Task —
Identify every line in the rows below that contains the word "flower", and copy each one in full.

Material for this exercise —
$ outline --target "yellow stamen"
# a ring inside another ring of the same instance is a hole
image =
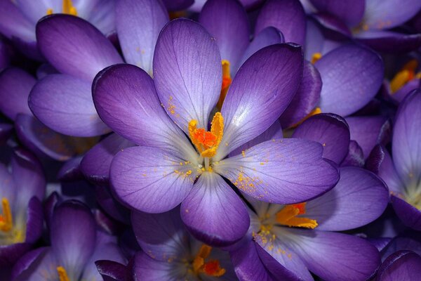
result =
[[[320,113],[321,113],[321,110],[320,109],[320,107],[316,107],[313,110],[312,110],[312,112],[310,113],[307,115],[307,116],[305,117],[302,118],[301,120],[298,121],[297,123],[294,124],[290,127],[295,128],[295,127],[298,126],[299,125],[300,125],[305,120],[310,118],[312,116],[314,116],[314,115],[318,115]]]
[[[415,70],[418,66],[416,60],[411,60],[403,65],[401,70],[390,81],[390,90],[392,93],[394,93],[402,88],[406,83],[414,78],[418,79],[421,76],[420,73],[415,74]]]
[[[208,276],[222,276],[226,270],[220,267],[219,261],[211,260],[205,262],[205,260],[210,254],[210,251],[212,251],[210,247],[205,244],[201,245],[199,253],[193,260],[193,272],[196,275],[204,273]]]
[[[312,55],[312,64],[314,64],[317,62],[317,60],[321,58],[321,53],[314,53],[313,55]]]
[[[65,268],[62,266],[58,266],[57,272],[58,273],[60,281],[69,281],[69,276],[67,276],[67,273],[66,272]]]
[[[222,60],[222,86],[221,87],[221,93],[220,95],[220,99],[216,104],[216,106],[220,110],[222,108],[222,103],[227,96],[228,89],[231,86],[231,73],[229,72],[229,61],[227,60]]]
[[[3,197],[1,199],[1,207],[3,208],[3,214],[0,215],[0,230],[8,232],[13,228],[13,221],[12,220],[11,206],[7,198]]]
[[[224,135],[224,117],[220,112],[216,112],[210,124],[210,131],[204,128],[197,128],[197,120],[193,119],[189,123],[189,136],[203,157],[211,157],[216,150]]]
[[[276,214],[276,221],[290,227],[315,228],[318,224],[315,220],[297,216],[305,214],[305,203],[286,205]]]

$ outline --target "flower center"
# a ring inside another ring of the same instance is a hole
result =
[[[7,198],[1,199],[2,214],[0,214],[0,230],[5,233],[9,232],[13,228],[12,212]]]
[[[203,157],[212,157],[216,154],[224,134],[224,117],[220,112],[216,112],[212,119],[210,131],[204,128],[196,128],[197,120],[189,123],[189,136]]]
[[[210,251],[212,247],[208,245],[203,244],[200,247],[199,253],[193,260],[193,272],[196,275],[204,273],[208,276],[220,277],[225,273],[225,269],[221,268],[219,261],[205,261],[210,254]]]
[[[57,267],[57,272],[58,273],[58,277],[60,281],[69,281],[67,272],[62,266]]]
[[[316,220],[298,216],[305,214],[305,202],[286,205],[276,214],[276,222],[289,227],[315,228],[318,226]]]
[[[216,104],[216,107],[220,110],[222,108],[222,103],[227,96],[228,89],[231,86],[231,73],[229,72],[229,61],[227,60],[222,60],[222,86],[221,87],[221,93],[220,95],[220,99]]]
[[[421,72],[415,74],[415,70],[418,66],[416,60],[411,60],[406,63],[398,73],[390,81],[390,90],[392,93],[398,91],[406,83],[415,78],[421,79]]]
[[[77,11],[76,10],[76,7],[73,6],[73,3],[72,3],[72,0],[62,0],[63,8],[62,10],[62,13],[65,13],[67,15],[77,15]],[[50,8],[47,10],[47,15],[52,15],[53,13],[53,8]]]

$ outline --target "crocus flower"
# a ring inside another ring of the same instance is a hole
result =
[[[408,94],[396,113],[392,142],[392,157],[382,147],[372,152],[372,169],[391,192],[393,207],[402,222],[421,230],[421,90]]]
[[[53,13],[77,15],[108,35],[114,30],[114,0],[0,1],[0,32],[13,41],[24,54],[41,59],[36,47],[35,25]]]
[[[4,153],[2,151],[1,153]],[[41,236],[46,180],[39,161],[18,149],[11,174],[0,164],[0,268],[10,268]]]
[[[110,179],[117,197],[151,213],[182,202],[183,221],[211,245],[234,242],[248,228],[243,202],[221,176],[250,196],[277,202],[314,197],[338,180],[336,169],[321,158],[321,146],[307,140],[270,140],[225,159],[286,107],[300,80],[301,48],[272,45],[252,55],[208,131],[220,92],[220,61],[201,26],[175,20],[158,39],[154,80],[139,68],[119,65],[100,72],[93,88],[102,120],[140,145],[113,159]]]
[[[15,266],[13,277],[26,280],[102,280],[95,261],[124,263],[115,239],[95,229],[91,211],[77,201],[55,207],[50,230],[51,246],[27,253]]]
[[[163,214],[133,211],[133,231],[143,251],[134,257],[141,280],[236,280],[228,252],[192,237],[180,208]]]

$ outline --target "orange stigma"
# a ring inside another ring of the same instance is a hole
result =
[[[193,272],[196,275],[204,273],[208,276],[222,276],[225,273],[225,269],[221,268],[219,261],[210,260],[205,262],[205,260],[210,254],[210,251],[212,251],[210,247],[206,244],[201,245],[193,261]]]
[[[12,220],[12,211],[11,206],[7,198],[1,199],[1,207],[3,208],[3,214],[0,214],[0,230],[8,232],[13,228],[13,221]]]
[[[222,86],[221,87],[220,99],[216,104],[217,107],[220,110],[222,108],[222,103],[224,103],[232,81],[232,79],[231,79],[231,73],[229,72],[229,62],[227,60],[222,60]]]
[[[286,205],[276,214],[276,221],[289,227],[316,228],[318,224],[315,220],[297,216],[305,214],[305,204],[306,203],[299,203]]]
[[[397,92],[406,83],[415,78],[421,79],[421,72],[415,74],[415,70],[417,67],[418,62],[416,60],[411,60],[403,65],[390,81],[390,90],[392,94]]]
[[[72,0],[62,0],[62,13],[67,15],[77,15],[77,11],[76,7],[73,6]],[[50,8],[47,10],[47,15],[52,15],[53,13],[53,9]]]
[[[197,120],[189,123],[189,136],[203,157],[211,157],[216,154],[224,134],[224,117],[220,112],[216,112],[212,119],[210,131],[204,128],[196,128]]]

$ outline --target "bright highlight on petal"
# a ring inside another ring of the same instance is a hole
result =
[[[11,206],[7,198],[3,197],[1,199],[1,207],[3,208],[3,214],[0,214],[0,230],[8,232],[13,227],[13,221],[12,220]]]
[[[220,267],[219,261],[205,261],[210,254],[211,251],[212,247],[206,244],[203,244],[200,247],[199,253],[193,261],[193,272],[194,274],[204,273],[209,276],[220,277],[225,273],[225,269]]]
[[[210,131],[204,128],[196,128],[197,120],[189,122],[189,136],[203,157],[211,157],[216,154],[224,135],[224,117],[220,112],[216,112],[212,119]]]
[[[403,65],[401,70],[390,81],[392,93],[398,91],[406,83],[413,79],[421,79],[421,72],[415,74],[415,70],[417,66],[418,62],[416,60],[411,60]]]
[[[298,217],[305,214],[305,203],[286,205],[276,214],[276,221],[281,225],[314,229],[317,226],[315,220]]]
[[[222,107],[222,104],[227,96],[228,89],[231,86],[231,72],[229,70],[229,61],[227,60],[222,60],[222,86],[221,87],[221,93],[220,95],[220,99],[216,104],[216,106],[220,110]]]
[[[65,13],[67,15],[72,15],[77,16],[77,10],[76,7],[73,6],[73,3],[72,3],[72,0],[63,0],[63,8],[62,10],[62,13]],[[53,13],[53,11],[52,8],[49,8],[47,10],[47,15],[52,15]]]
[[[69,281],[69,276],[67,276],[67,273],[66,272],[65,268],[62,266],[58,266],[57,272],[58,273],[60,281]]]

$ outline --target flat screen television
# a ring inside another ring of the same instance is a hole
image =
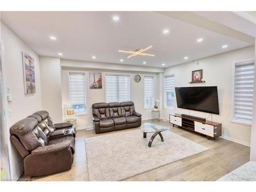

Exercise answer —
$ outline --target "flower center"
$ outline --target "crocus flower"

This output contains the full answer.